- BLOC DE TEXTE
◆ ◆ ◆ ◆

À l’école LaRue’L, les raccrocheurs ont l’opportunité de socialiser lors d’activités artistiques, du repas offert gratuitement le midi, d’être soutenus par l’équipe d’intervenants et d’entendre des conférenciers sur divers sujets et même d’intégrer une chorale.

Après le dîner, les élèves se consacrent au français et aux mathématiques jusqu’à 15h puis disposent de la dernière heure pour faire une activité de leur choix.

Ceux qui fréquentent l’endroit réintègrent ainsi le milieu scolaire malgré leur vie cahoteuse, tout en se remettant à niveau avec un horaire allégé de 20 heures par semaine. C’est le cas de Mélissa, de Mickaël, d’Alexandre et de Shane qui apprécient cette formule mieux adaptée à leur réalité que l’école normale.

Trou de mémoire

Pour Alexandra, une jeune femme de 29 ans, l’école LaRue’L s’est révélée un important support d’épanouissement, elle qui avait quitté l’école à 16 ans, victime d’intimidation à répétition.

Un matin, il y a quelque temps, la jeune femme a été retrouvée chez Tim Hortons sans même savoir comme elle s’y rendue. Somnambulisme, peut-être. Un trou noir dans sa mémoire. Elle a perdu ses souvenirs des trois dernières années.

Anxieuse, en proie à des crises de panique, Alexandra a longtemps eu du mal à s’affirmer. Jusqu’à ce qu’elle aille à l’école LaRue’L. L’accompagnement académique et le soutien psychologique qu’elle y a trouvé lui ont permis de gagner en confiance.

Plus tôt cette semaine, elle a réussi un examen de mathématiques. Une fierté pour elle. «L’école m’a sorti de l’isolement et me montre que je peux faire des projets», assure celle qui envisage un DEP d’Assistance technique en pharmacie et même de devenir travailleuse sociale.

Une école réparatrice

En fin de vingtaine, Mélissa s’est décidée à retourner étudier un métier qui lui permettra enfin de vivre décemment avec son fils de huit ans. Depuis trois ans, du lundi au jeudi, elle refait ses matières à l’école LaRue’L.

Aux prises avec des problèmes personnels, victime d’intimidation au quotidien, Mélissa avait quitté l’école à 16 ans, elle aussi. De tempérament plutôt fougueux et marginal, Mélissa est devenue toxicomane, s’est démenée d’une jobine à l’autre puis, un jour, elle en a eu assez. «À 21 ans, j’ai eu un garçon et ça changé ma vie. Ça m’a permis de me ranger», confie celle qui envisage de devenir chauffeure de camion.

Fréquenter l’école LaRue’L la motive. Elle y a trouvé de l’aide et des amis. «L’école LaRue’L, c’est comme une famille. On y a beaucoup de support, on se tient entre élèves. On se parle beaucoup. C’est très réparateur.»

«Quand je suis arrivée ici, je vivais des moments difficiles et ils m’ont aidé à passer à travers. Ça m’a aidé à regarder en avant au lieu d’en arrière», raconte Mélissa, qui se dit désormais «très motivée» à atteindre son but.

◆ ◆ ◆ ◆

- DONNÉES FOURNIES
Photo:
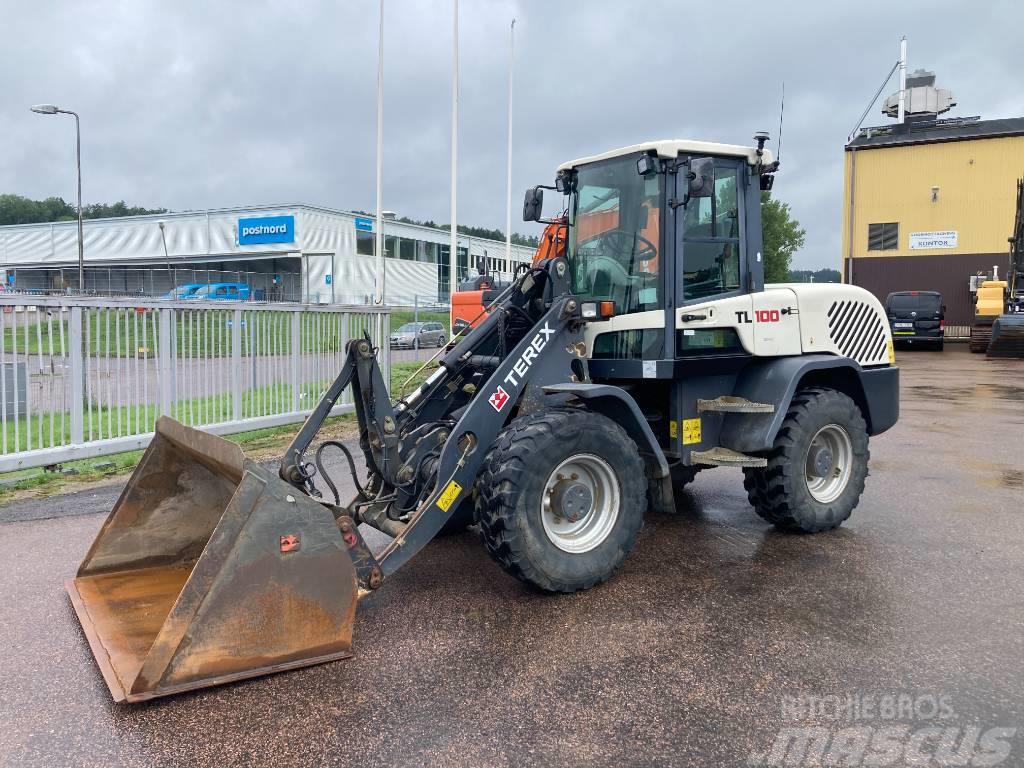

◆ ◆ ◆ ◆

- BUT DE L'EXERCICE
Recopiez à l'identique le passage du texte sur l'école LaRue'L qui commence aux mots « En fin de vingtaine, Mélissa » et s'arrête après « chauffeure de camion. ».

- RÉPONSE ÉCRITE
En fin de vingtaine, Mélissa s’est décidée à retourner étudier un métier qui lui permettra enfin de vivre décemment avec son fils de huit ans. Depuis trois ans, du lundi au jeudi, elle refait ses matières à l’école LaRue’L.

Aux prises avec des problèmes personnels, victime d’intimidation au quotidien, Mélissa avait quitté l’école à 16 ans, elle aussi. De tempérament plutôt fougueux et marginal, Mélissa est devenue toxicomane, s’est démenée d’une jobine à l’autre puis, un jour, elle en a eu assez. «À 21 ans, j’ai eu un garçon et ça changé ma vie. Ça m’a permis de me ranger», confie celle qui envisage de devenir chauffeure de camion.